▸ WHAT IS REQUIRED:
Copy out only the span from the line with "Could you please point out the pine" to the end of the data, both ends kept, word for word.

▸ GIVEN INFORMATION:
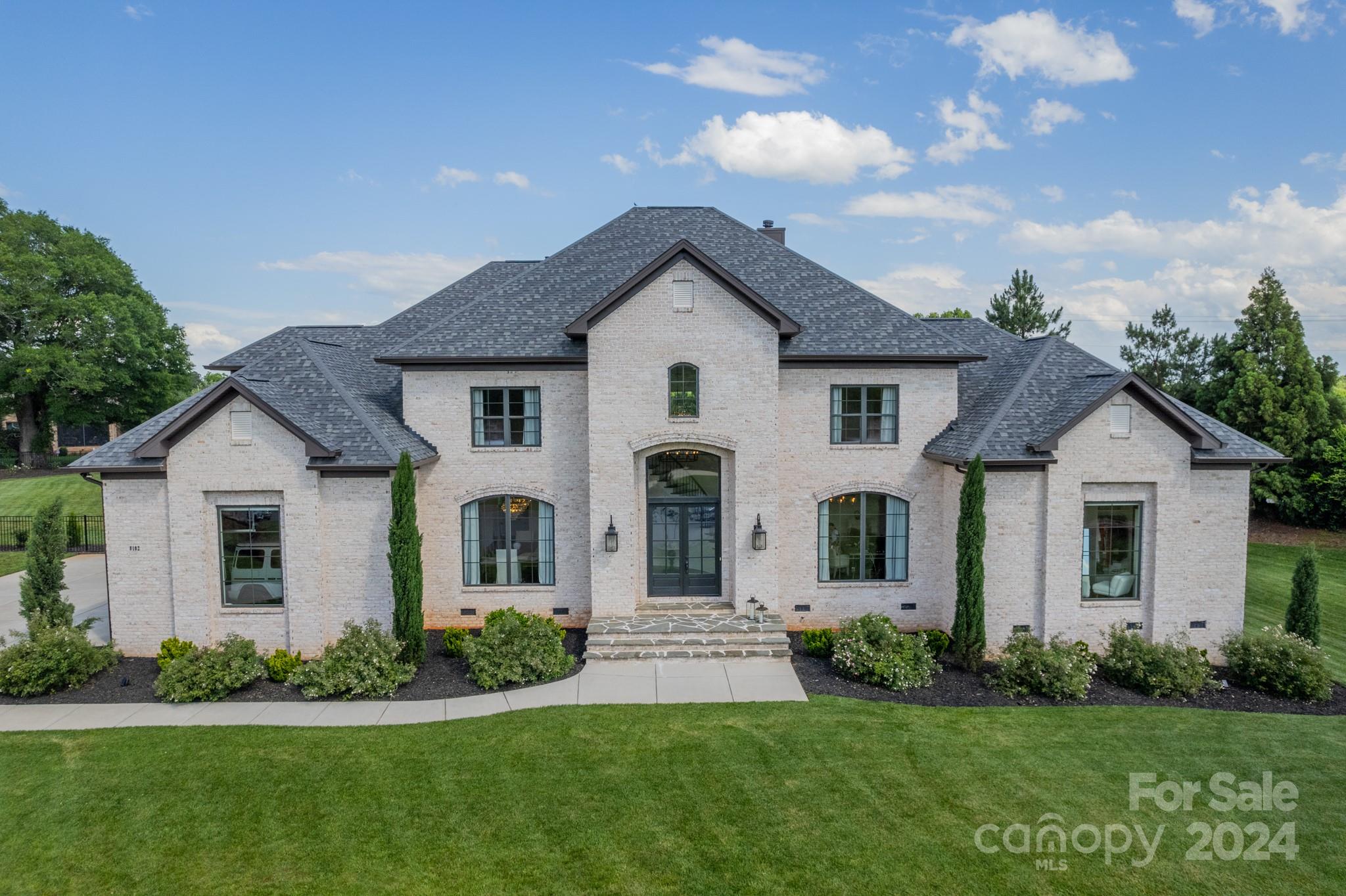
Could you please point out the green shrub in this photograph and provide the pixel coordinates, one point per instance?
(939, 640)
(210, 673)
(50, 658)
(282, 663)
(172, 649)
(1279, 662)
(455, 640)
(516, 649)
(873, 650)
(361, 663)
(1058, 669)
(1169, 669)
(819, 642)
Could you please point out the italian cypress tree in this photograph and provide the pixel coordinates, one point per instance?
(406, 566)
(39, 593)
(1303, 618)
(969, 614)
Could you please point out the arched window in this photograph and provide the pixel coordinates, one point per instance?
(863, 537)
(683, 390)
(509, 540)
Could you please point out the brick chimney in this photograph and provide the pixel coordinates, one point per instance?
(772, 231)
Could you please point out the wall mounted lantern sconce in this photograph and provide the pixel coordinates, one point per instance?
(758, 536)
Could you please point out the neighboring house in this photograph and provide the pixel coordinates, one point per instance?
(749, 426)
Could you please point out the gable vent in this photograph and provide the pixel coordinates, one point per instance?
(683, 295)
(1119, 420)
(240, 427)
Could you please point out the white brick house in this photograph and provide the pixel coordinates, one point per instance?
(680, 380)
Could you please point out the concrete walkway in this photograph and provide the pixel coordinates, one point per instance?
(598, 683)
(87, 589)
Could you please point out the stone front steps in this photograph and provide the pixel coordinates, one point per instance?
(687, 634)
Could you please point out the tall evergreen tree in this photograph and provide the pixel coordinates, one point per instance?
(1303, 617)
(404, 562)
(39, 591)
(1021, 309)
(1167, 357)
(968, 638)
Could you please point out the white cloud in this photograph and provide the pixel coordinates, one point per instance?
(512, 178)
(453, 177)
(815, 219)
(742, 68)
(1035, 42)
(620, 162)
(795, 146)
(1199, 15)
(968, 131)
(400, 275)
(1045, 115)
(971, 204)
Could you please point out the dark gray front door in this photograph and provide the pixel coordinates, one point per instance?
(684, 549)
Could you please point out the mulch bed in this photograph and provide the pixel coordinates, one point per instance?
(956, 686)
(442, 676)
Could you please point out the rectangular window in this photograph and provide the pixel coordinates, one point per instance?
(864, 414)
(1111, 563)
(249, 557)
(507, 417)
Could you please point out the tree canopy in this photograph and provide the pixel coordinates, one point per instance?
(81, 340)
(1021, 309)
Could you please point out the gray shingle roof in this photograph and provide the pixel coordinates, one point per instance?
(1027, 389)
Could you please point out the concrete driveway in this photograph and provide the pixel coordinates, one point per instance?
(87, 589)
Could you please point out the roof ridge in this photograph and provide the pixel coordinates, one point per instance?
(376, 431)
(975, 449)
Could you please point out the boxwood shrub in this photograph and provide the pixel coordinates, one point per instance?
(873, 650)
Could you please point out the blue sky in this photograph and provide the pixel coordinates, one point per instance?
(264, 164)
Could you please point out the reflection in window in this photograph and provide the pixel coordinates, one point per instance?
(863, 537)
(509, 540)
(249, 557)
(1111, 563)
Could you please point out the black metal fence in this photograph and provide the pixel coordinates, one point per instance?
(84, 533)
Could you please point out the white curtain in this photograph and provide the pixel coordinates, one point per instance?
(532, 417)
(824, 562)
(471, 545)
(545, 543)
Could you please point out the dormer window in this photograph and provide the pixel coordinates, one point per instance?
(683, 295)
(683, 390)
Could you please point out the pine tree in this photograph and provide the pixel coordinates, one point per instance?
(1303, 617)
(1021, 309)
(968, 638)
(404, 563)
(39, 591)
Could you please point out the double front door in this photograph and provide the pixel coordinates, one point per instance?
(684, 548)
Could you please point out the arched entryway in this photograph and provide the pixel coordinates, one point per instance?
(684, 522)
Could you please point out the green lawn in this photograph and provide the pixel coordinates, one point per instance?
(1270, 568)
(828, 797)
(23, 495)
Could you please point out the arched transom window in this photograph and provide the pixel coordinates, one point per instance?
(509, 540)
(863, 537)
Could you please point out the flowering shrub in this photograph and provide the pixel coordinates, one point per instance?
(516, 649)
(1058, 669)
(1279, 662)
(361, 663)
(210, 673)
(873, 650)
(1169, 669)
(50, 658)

▸ FULL ANSWER:
Could you please point out the pine tree in this photograph and provide the pixel coordinates, one point per instance?
(1303, 617)
(1021, 309)
(968, 638)
(404, 563)
(39, 591)
Could you please point out the double front door in this photograph and provide the pixel coordinates, one point per instance?
(684, 548)
Could you please point out the arched entryway in this photograph and provide the pixel coordinates, one point per instance?
(684, 522)
Could you please point out the green lawn in this photograph and provide the pixel coordinates, one point per instance?
(1270, 568)
(828, 797)
(23, 495)
Could you please point out the arched transom window in this photograph and provide the pixel coordinates, one point per instance?
(509, 540)
(863, 537)
Could you please point out the flowering shrub in this photograph and provide the pixel coordinates, one point per instance?
(516, 649)
(1058, 669)
(1279, 662)
(361, 663)
(210, 673)
(873, 650)
(1169, 669)
(50, 658)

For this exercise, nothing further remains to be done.